• Given text:

## Start

# Pearle Malt



## milob40 (29/2/12)

i bought some pearle malt to make a particular recipe from the db but can't remember what recipe it was,
any suggestions or can i just sub it for ale malt?


----------



## Ross (29/2/12)

Excellent all round ale malt - generally our british ale malt of choice in the brewery.

cheers Ross


----------



## fawnroux (29/2/12)

I second that. 

I use it in a best bitter. Tasty beer


----------



## Lord Raja Goomba I (29/2/12)

My fave base malt.

Can be used for APA, AIPA, ESB, Standard Bitter, low abv English Pale Ale (with Willamette and 3.5% - excellent beer).

Plays well with:

Anything crystal
Rye/Caramel Rye
Wheat/Red Wheat
Cara-justaboutanything

It seems to (and this is purely from experience, rather than a theoretically based dissertation) have excellent diastatic power for getting the most sugaz from spec malts.

Look for any of my APA on the recipedb, all of them use it as a base - and there are feedbacks from others who've used the recipe.

And with Ross selling 5kg of it at 3.50 per kg, I'm never unhappy.


----------



## goldstar (29/2/12)

Also agree with all comments above. It makes it in as my base malt in my Pommy and Yank beers. Go nuts!


----------

## End

Records from a collection:

## Start

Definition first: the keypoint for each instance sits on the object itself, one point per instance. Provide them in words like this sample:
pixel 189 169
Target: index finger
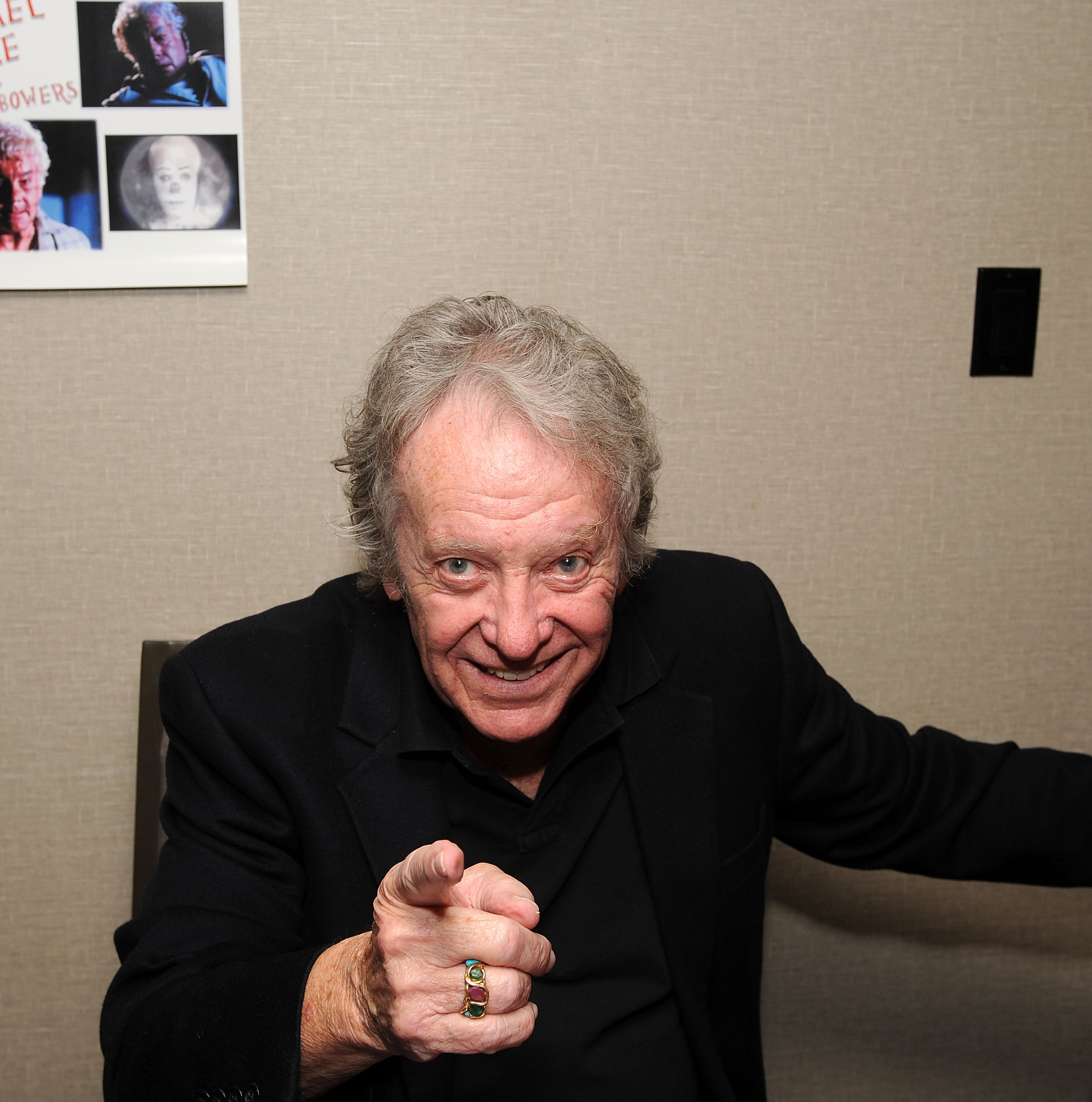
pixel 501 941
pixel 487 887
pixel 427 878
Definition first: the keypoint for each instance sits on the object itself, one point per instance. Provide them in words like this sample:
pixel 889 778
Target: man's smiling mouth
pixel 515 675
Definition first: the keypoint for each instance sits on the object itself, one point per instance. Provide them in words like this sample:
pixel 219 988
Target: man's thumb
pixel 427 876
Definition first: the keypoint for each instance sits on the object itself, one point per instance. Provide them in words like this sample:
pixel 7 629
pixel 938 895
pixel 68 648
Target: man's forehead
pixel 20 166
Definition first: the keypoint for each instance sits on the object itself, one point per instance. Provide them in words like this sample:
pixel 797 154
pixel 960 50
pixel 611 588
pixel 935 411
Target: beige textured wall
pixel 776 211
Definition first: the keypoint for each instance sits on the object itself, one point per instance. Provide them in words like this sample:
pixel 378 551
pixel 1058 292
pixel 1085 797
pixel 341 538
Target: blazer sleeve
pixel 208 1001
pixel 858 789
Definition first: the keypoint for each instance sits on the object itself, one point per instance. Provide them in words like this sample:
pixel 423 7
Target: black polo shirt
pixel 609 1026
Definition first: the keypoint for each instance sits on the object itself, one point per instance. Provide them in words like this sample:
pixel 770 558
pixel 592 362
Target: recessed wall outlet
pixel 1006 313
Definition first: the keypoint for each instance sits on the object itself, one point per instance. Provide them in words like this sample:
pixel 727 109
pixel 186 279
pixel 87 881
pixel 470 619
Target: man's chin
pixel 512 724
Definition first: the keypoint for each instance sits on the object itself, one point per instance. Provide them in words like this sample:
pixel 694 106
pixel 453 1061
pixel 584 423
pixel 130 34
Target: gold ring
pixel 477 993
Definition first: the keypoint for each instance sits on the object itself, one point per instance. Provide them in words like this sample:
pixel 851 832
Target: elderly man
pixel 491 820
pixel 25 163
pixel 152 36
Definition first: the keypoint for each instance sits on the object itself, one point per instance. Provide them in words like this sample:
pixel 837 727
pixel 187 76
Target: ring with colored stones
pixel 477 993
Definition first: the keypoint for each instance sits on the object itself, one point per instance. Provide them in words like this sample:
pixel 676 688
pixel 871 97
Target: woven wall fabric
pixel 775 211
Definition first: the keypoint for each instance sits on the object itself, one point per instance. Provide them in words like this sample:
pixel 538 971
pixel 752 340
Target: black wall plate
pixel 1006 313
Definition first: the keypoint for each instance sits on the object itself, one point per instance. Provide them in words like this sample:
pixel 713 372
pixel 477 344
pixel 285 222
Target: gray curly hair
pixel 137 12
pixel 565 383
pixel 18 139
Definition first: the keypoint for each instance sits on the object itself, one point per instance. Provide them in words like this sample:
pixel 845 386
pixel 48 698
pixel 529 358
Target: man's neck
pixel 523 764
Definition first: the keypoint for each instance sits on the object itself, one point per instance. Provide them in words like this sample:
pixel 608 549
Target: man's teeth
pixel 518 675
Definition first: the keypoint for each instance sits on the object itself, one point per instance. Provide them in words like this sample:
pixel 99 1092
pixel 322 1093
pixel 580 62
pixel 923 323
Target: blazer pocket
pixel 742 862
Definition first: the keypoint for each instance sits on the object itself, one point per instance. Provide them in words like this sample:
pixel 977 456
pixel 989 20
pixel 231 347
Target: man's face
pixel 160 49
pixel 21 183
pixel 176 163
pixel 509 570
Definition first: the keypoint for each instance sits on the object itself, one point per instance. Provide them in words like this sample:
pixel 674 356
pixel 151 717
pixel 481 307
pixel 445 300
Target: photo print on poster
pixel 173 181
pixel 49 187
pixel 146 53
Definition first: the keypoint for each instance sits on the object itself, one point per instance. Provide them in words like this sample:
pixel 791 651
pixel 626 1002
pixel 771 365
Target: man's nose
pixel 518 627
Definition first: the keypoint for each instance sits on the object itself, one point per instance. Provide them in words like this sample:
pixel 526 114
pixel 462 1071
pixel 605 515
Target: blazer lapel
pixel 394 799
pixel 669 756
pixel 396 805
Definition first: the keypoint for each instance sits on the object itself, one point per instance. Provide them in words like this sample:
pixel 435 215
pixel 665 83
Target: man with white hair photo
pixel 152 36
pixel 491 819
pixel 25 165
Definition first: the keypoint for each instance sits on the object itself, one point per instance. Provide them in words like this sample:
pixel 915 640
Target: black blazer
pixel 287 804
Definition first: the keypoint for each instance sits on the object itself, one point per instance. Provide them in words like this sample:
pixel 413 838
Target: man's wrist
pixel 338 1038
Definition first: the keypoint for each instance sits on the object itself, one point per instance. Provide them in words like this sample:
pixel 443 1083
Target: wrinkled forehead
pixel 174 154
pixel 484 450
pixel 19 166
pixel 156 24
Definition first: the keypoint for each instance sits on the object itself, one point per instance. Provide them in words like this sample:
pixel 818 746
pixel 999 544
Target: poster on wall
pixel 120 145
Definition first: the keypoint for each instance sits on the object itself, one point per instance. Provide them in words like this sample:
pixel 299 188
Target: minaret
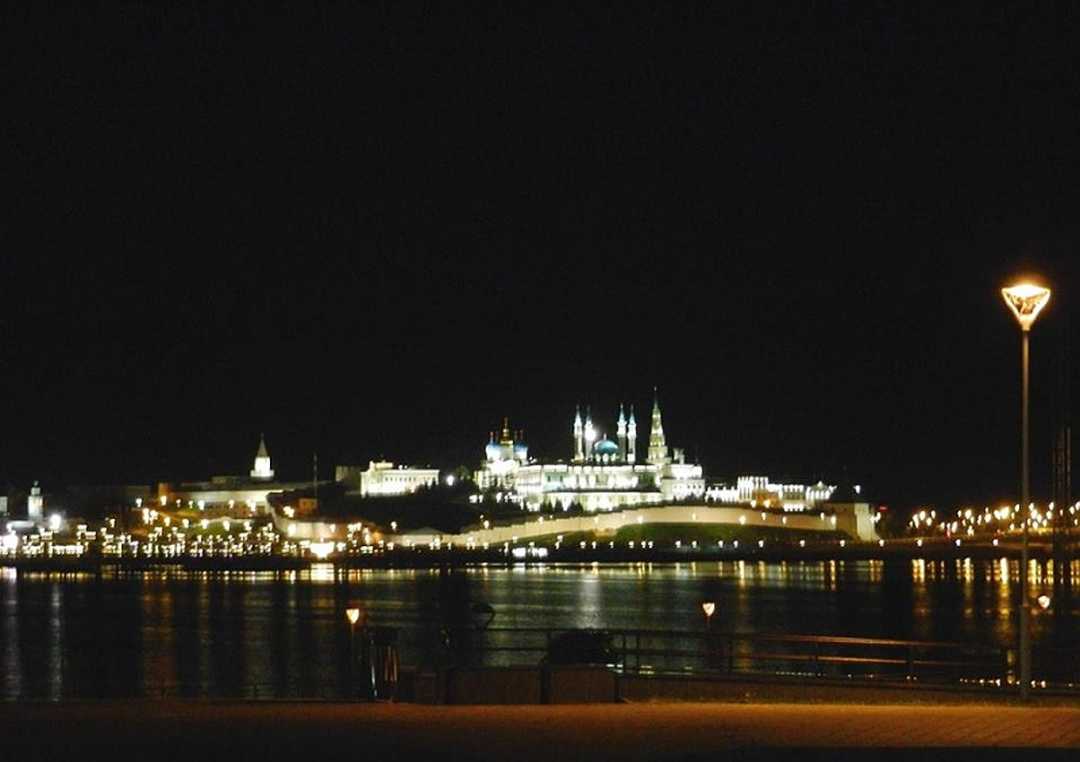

## End

• Job A:
Answer these from the Pearle malt thread:
(i) What malt does milob40 ask about substituting for the Pearle malt?
(ii) In which beer does fawnroux use Pearle malt?
(iii) According to Lord Raja Goomba I, what price per kg does Ross charge when selling 5kg?
• Job B: Please write out the Pearle malt thread from "Anything crystal" up to and including "I'm never unhappy.".
The entries are separate material and have no connection to the Pearle malt thread.

• Final answer A:
(i) Ale malt
(ii) A best bitter
(iii) 3.50 per kg

• Final answer B:
Anything crystal
Rye/Caramel Rye
Wheat/Red Wheat
Cara-justaboutanything

It seems to (and this is purely from experience, rather than a theoretically based dissertation) have excellent diastatic power for getting the most sugaz from spec malts.

Look for any of my APA on the recipedb, all of them use it as a base - and there are feedbacks from others who've used the recipe.

And with Ross selling 5kg of it at 3.50 per kg, I'm never unhappy.